[Source data]
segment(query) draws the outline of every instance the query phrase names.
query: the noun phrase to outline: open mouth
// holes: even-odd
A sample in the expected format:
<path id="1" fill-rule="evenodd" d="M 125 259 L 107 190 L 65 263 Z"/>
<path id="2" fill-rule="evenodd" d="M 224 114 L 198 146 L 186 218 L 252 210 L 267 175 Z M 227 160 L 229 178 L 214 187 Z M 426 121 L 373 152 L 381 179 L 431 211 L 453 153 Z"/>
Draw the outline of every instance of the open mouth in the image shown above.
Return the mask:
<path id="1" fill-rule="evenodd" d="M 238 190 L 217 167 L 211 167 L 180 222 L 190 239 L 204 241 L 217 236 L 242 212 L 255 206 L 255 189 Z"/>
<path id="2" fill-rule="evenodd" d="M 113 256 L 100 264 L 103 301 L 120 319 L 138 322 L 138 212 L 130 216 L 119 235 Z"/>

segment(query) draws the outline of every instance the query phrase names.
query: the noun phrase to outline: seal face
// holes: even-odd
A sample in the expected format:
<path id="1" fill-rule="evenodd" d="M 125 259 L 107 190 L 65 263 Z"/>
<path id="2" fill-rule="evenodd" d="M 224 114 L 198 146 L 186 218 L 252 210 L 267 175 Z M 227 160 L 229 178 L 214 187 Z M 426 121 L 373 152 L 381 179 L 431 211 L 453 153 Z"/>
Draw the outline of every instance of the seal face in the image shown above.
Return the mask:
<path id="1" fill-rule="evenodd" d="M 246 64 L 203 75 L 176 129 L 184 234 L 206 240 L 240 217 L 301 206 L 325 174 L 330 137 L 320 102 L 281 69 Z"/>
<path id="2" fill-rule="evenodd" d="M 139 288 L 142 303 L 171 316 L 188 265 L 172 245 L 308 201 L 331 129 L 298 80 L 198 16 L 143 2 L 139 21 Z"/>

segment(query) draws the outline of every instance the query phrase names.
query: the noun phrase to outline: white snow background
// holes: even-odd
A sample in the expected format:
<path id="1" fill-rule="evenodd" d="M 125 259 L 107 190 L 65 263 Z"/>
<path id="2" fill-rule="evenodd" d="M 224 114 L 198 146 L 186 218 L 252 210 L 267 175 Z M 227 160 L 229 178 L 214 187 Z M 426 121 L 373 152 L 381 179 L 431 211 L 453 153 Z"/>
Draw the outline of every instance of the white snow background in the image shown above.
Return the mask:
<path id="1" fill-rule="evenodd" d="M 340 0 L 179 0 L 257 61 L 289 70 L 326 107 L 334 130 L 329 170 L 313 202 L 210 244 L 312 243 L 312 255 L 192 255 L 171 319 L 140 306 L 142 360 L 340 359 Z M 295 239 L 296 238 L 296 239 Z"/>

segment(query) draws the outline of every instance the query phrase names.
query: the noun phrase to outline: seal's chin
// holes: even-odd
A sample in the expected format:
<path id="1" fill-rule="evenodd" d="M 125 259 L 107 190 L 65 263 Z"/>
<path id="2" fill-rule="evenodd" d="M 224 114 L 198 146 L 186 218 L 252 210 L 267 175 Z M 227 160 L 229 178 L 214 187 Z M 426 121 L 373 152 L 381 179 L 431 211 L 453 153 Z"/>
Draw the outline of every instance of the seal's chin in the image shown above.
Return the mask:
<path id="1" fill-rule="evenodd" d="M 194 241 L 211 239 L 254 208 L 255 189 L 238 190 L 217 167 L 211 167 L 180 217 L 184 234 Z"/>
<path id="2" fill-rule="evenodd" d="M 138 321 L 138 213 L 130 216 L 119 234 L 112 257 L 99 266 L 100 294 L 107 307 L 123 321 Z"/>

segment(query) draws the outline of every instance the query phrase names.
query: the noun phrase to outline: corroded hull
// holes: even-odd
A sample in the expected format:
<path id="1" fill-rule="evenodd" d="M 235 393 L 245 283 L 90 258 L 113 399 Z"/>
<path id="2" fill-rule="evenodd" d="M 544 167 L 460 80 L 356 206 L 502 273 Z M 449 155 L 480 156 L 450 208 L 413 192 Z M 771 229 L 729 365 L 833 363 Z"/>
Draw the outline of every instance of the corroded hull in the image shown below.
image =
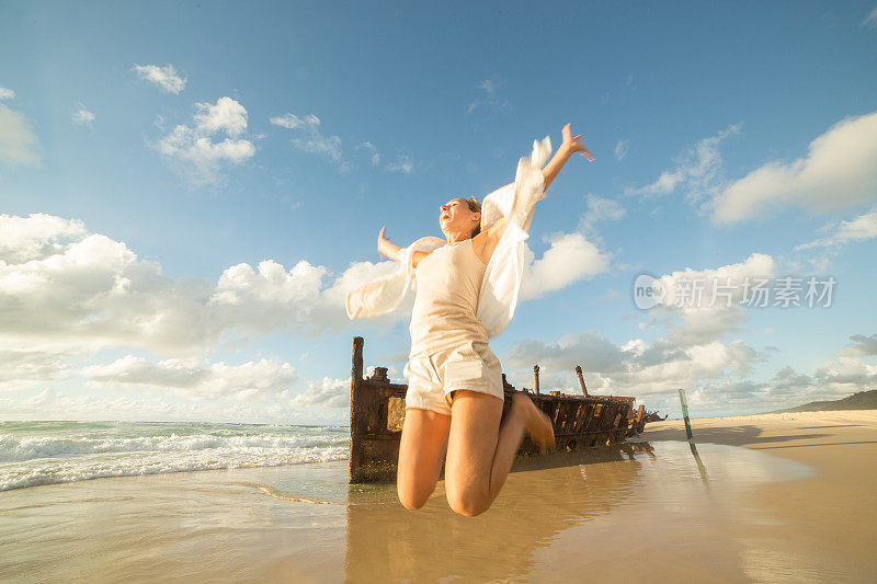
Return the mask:
<path id="1" fill-rule="evenodd" d="M 389 382 L 384 367 L 376 367 L 374 375 L 364 379 L 362 350 L 363 337 L 355 336 L 351 368 L 350 482 L 394 481 L 408 386 Z M 505 417 L 516 390 L 505 381 L 504 375 L 503 383 L 502 416 Z M 557 391 L 527 394 L 550 416 L 558 449 L 619 443 L 630 432 L 641 432 L 645 424 L 645 409 L 640 405 L 635 414 L 634 398 L 570 396 Z M 519 454 L 536 453 L 536 446 L 524 438 Z"/>

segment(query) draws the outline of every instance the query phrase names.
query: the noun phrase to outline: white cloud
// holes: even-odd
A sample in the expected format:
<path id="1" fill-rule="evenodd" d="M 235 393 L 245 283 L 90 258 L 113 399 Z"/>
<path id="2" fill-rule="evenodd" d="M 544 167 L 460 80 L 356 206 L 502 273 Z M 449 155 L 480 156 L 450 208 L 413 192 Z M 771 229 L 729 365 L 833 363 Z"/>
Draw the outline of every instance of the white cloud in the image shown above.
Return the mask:
<path id="1" fill-rule="evenodd" d="M 221 181 L 224 165 L 242 164 L 255 154 L 255 146 L 238 138 L 247 129 L 247 110 L 237 101 L 220 98 L 195 106 L 194 126 L 178 125 L 156 148 L 197 186 Z M 227 137 L 219 141 L 217 134 Z"/>
<path id="2" fill-rule="evenodd" d="M 298 130 L 303 134 L 300 138 L 293 138 L 293 145 L 305 152 L 323 156 L 335 162 L 341 161 L 343 152 L 341 150 L 341 138 L 338 136 L 324 136 L 320 131 L 320 118 L 314 114 L 298 117 L 293 114 L 284 114 L 270 119 L 275 126 L 287 129 Z"/>
<path id="3" fill-rule="evenodd" d="M 747 300 L 755 298 L 754 286 L 761 280 L 771 280 L 775 273 L 774 259 L 763 253 L 752 253 L 743 262 L 714 270 L 673 272 L 658 278 L 667 295 L 658 299 L 660 306 L 651 309 L 650 316 L 656 320 L 682 319 L 668 332 L 670 341 L 679 346 L 717 341 L 738 330 L 745 320 L 743 296 L 749 295 Z"/>
<path id="4" fill-rule="evenodd" d="M 203 356 L 224 335 L 338 333 L 350 325 L 348 290 L 396 268 L 354 262 L 332 276 L 306 261 L 286 270 L 269 260 L 255 270 L 231 266 L 215 284 L 174 279 L 80 221 L 3 215 L 0 297 L 8 309 L 0 310 L 0 351 L 132 347 L 180 358 Z M 405 317 L 400 309 L 369 324 Z"/>
<path id="5" fill-rule="evenodd" d="M 320 383 L 308 381 L 308 389 L 289 399 L 293 406 L 348 408 L 350 379 L 323 377 Z"/>
<path id="6" fill-rule="evenodd" d="M 630 150 L 630 140 L 618 140 L 618 144 L 615 145 L 615 159 L 620 162 L 627 156 L 628 150 Z"/>
<path id="7" fill-rule="evenodd" d="M 215 104 L 196 103 L 195 107 L 195 124 L 202 134 L 224 131 L 235 137 L 247 129 L 247 110 L 231 98 L 219 98 Z"/>
<path id="8" fill-rule="evenodd" d="M 710 203 L 713 221 L 733 224 L 784 207 L 829 213 L 877 198 L 877 112 L 846 117 L 790 163 L 768 162 Z"/>
<path id="9" fill-rule="evenodd" d="M 628 187 L 626 195 L 669 195 L 677 187 L 687 190 L 690 201 L 698 201 L 705 194 L 717 192 L 716 182 L 721 170 L 721 141 L 740 133 L 742 123 L 728 126 L 716 136 L 699 140 L 693 148 L 686 148 L 675 160 L 676 167 L 664 171 L 651 184 L 638 188 Z"/>
<path id="10" fill-rule="evenodd" d="M 498 78 L 483 79 L 478 83 L 478 88 L 483 91 L 485 94 L 469 103 L 466 107 L 466 115 L 471 115 L 479 108 L 487 112 L 510 112 L 512 110 L 512 104 L 509 103 L 508 100 L 498 96 L 500 88 L 504 84 L 505 81 Z"/>
<path id="11" fill-rule="evenodd" d="M 38 165 L 38 142 L 23 114 L 0 103 L 0 163 Z"/>
<path id="12" fill-rule="evenodd" d="M 27 387 L 69 375 L 71 353 L 0 350 L 0 389 Z"/>
<path id="13" fill-rule="evenodd" d="M 411 174 L 414 172 L 414 161 L 408 154 L 398 153 L 396 154 L 396 161 L 387 163 L 386 169 L 390 172 Z"/>
<path id="14" fill-rule="evenodd" d="M 877 333 L 870 336 L 864 334 L 854 334 L 850 337 L 855 344 L 851 347 L 842 350 L 844 354 L 850 355 L 877 355 Z"/>
<path id="15" fill-rule="evenodd" d="M 91 365 L 82 375 L 99 386 L 144 388 L 197 399 L 228 398 L 253 401 L 277 397 L 298 380 L 295 367 L 277 359 L 260 359 L 230 366 L 171 358 L 150 363 L 128 355 L 109 365 Z"/>
<path id="16" fill-rule="evenodd" d="M 538 298 L 585 277 L 608 271 L 610 255 L 581 233 L 556 233 L 546 238 L 550 247 L 539 260 L 525 250 L 524 283 L 521 296 Z"/>
<path id="17" fill-rule="evenodd" d="M 606 220 L 618 221 L 625 214 L 625 208 L 616 201 L 588 195 L 588 210 L 579 220 L 579 229 L 584 233 L 592 233 L 596 224 Z"/>
<path id="18" fill-rule="evenodd" d="M 847 243 L 877 238 L 877 207 L 873 207 L 855 219 L 829 224 L 820 230 L 829 231 L 829 234 L 809 243 L 796 245 L 795 251 L 811 248 L 839 248 Z"/>
<path id="19" fill-rule="evenodd" d="M 29 217 L 0 215 L 0 262 L 43 260 L 61 252 L 66 240 L 81 239 L 87 232 L 84 224 L 76 219 L 42 213 Z"/>
<path id="20" fill-rule="evenodd" d="M 70 122 L 79 126 L 91 126 L 94 119 L 94 114 L 89 112 L 81 103 L 79 104 L 79 108 L 70 116 Z"/>
<path id="21" fill-rule="evenodd" d="M 140 79 L 155 83 L 168 93 L 179 94 L 185 88 L 186 79 L 176 73 L 173 65 L 159 67 L 157 65 L 135 65 L 132 69 L 136 71 Z"/>

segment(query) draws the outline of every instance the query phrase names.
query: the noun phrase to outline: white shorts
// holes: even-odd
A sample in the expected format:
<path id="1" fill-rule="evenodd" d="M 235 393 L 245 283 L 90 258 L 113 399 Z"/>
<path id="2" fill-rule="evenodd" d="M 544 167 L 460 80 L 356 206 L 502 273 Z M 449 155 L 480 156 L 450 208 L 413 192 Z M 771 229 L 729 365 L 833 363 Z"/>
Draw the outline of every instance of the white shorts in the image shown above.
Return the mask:
<path id="1" fill-rule="evenodd" d="M 457 389 L 504 399 L 502 365 L 487 343 L 468 342 L 429 356 L 411 357 L 402 375 L 408 379 L 406 408 L 451 415 L 451 392 Z"/>

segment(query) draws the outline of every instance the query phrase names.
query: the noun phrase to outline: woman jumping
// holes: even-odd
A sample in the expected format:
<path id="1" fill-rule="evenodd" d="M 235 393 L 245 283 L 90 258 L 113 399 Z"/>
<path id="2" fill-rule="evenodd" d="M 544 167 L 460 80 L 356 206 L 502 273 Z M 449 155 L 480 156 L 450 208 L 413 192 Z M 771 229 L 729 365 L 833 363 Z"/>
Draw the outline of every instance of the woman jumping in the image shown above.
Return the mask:
<path id="1" fill-rule="evenodd" d="M 515 183 L 486 198 L 483 209 L 475 197 L 442 205 L 438 221 L 446 242 L 424 238 L 433 243 L 403 249 L 390 243 L 381 228 L 378 251 L 402 263 L 407 272 L 401 272 L 408 276 L 400 272 L 392 283 L 385 279 L 380 286 L 364 287 L 348 298 L 351 318 L 385 312 L 398 306 L 400 298 L 379 309 L 373 307 L 371 312 L 363 307 L 377 304 L 381 295 L 387 297 L 387 288 L 394 288 L 396 296 L 403 295 L 413 271 L 417 297 L 410 323 L 411 352 L 403 371 L 409 383 L 397 473 L 399 501 L 409 509 L 422 507 L 435 490 L 443 458 L 451 508 L 475 516 L 487 511 L 499 494 L 524 432 L 542 450 L 555 446 L 551 421 L 524 392 L 515 392 L 500 424 L 502 368 L 488 339 L 504 328 L 514 311 L 523 271 L 517 243 L 523 245 L 527 238 L 533 205 L 545 196 L 545 188 L 572 154 L 580 152 L 594 160 L 582 136 L 572 136 L 569 124 L 562 135 L 560 148 L 544 169 L 535 167 L 542 162 L 537 162 L 534 148 L 529 165 L 522 159 Z M 542 161 L 550 150 L 547 138 L 544 144 Z M 492 217 L 486 221 L 482 215 L 488 213 Z M 434 249 L 422 251 L 429 248 Z M 399 293 L 402 279 L 405 287 Z M 489 317 L 494 308 L 499 321 Z"/>

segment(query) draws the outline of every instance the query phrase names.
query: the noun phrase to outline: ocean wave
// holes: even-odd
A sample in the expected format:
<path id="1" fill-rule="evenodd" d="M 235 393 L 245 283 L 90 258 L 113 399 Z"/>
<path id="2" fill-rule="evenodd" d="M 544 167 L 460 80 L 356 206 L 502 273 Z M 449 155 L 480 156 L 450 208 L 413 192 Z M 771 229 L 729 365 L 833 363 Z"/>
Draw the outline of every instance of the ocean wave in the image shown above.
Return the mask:
<path id="1" fill-rule="evenodd" d="M 170 438 L 170 437 L 166 437 Z M 250 443 L 259 443 L 250 437 Z M 277 438 L 267 439 L 269 443 Z M 285 438 L 285 440 L 295 439 Z M 243 440 L 248 442 L 248 440 Z M 135 442 L 135 444 L 137 444 Z M 209 444 L 209 440 L 195 440 L 193 444 Z M 113 456 L 91 455 L 76 458 L 31 459 L 26 463 L 0 465 L 0 491 L 84 481 L 107 477 L 135 477 L 200 470 L 220 470 L 252 467 L 277 467 L 307 462 L 344 460 L 348 446 L 265 448 L 250 446 L 244 448 L 205 447 L 198 450 L 164 450 L 151 453 L 115 453 Z"/>

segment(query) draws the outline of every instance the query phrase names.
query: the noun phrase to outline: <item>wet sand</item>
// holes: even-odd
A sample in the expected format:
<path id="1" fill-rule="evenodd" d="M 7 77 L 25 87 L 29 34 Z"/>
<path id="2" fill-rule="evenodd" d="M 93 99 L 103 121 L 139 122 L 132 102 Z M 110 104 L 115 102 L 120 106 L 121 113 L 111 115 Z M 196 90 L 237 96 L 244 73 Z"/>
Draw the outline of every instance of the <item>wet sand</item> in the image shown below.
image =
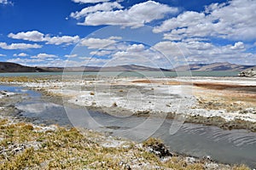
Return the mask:
<path id="1" fill-rule="evenodd" d="M 182 115 L 186 122 L 256 131 L 256 81 L 237 77 L 12 77 L 3 83 L 39 90 L 55 103 L 113 116 Z"/>

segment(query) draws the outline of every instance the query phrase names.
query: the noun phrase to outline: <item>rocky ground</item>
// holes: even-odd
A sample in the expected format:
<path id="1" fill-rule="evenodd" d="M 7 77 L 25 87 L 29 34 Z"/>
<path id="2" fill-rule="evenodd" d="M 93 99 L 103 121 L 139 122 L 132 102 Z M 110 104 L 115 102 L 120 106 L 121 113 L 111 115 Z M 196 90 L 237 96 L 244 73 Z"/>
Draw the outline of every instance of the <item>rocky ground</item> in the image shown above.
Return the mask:
<path id="1" fill-rule="evenodd" d="M 39 90 L 55 103 L 64 100 L 113 116 L 174 118 L 178 114 L 187 122 L 256 131 L 253 78 L 55 76 L 2 77 L 0 82 Z"/>
<path id="2" fill-rule="evenodd" d="M 23 96 L 0 93 L 0 169 L 249 169 L 170 152 L 156 139 L 137 144 L 88 129 L 39 126 L 15 117 Z"/>

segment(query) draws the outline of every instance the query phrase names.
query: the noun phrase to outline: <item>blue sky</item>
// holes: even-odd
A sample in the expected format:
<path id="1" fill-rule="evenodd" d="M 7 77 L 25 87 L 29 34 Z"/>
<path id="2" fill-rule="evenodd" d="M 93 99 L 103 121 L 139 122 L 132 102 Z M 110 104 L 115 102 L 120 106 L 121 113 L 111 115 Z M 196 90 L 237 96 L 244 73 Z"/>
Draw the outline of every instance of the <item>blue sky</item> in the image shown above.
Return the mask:
<path id="1" fill-rule="evenodd" d="M 0 60 L 256 65 L 254 0 L 0 0 Z"/>

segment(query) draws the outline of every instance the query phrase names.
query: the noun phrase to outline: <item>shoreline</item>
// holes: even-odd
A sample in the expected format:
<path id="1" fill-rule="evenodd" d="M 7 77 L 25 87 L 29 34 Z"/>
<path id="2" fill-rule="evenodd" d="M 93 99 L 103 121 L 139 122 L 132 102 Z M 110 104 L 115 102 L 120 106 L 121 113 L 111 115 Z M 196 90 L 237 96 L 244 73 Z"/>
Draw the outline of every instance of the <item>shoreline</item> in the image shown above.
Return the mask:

### Given task
Revise the source data from the beginning through the line containing "113 256 L 100", replacing "open mouth" with "closed mouth" and leaving everything else unchanged. Return only those lines.

### Exercise output
segment(query) draws the outline of every instance the query phrase names.
query: the noun phrase to outline: closed mouth
// holes: even-odd
A sample in the expected format:
<path id="1" fill-rule="evenodd" d="M 125 259 L 107 190 L 65 263 Z"/>
<path id="2" fill-rule="evenodd" d="M 224 114 L 198 146 L 186 218 L 252 210 L 267 175 Z M 227 160 L 229 178 L 214 187 Z M 426 121 L 373 152 L 381 179 L 431 211 L 453 153 Z"/>
Draw the outline of every instance of the closed mouth in the image shown above.
Return the mask:
<path id="1" fill-rule="evenodd" d="M 238 190 L 217 167 L 211 167 L 180 222 L 190 239 L 204 241 L 217 236 L 242 212 L 255 206 L 255 189 Z"/>
<path id="2" fill-rule="evenodd" d="M 113 256 L 100 264 L 103 301 L 120 319 L 138 322 L 138 212 L 130 216 L 119 235 Z"/>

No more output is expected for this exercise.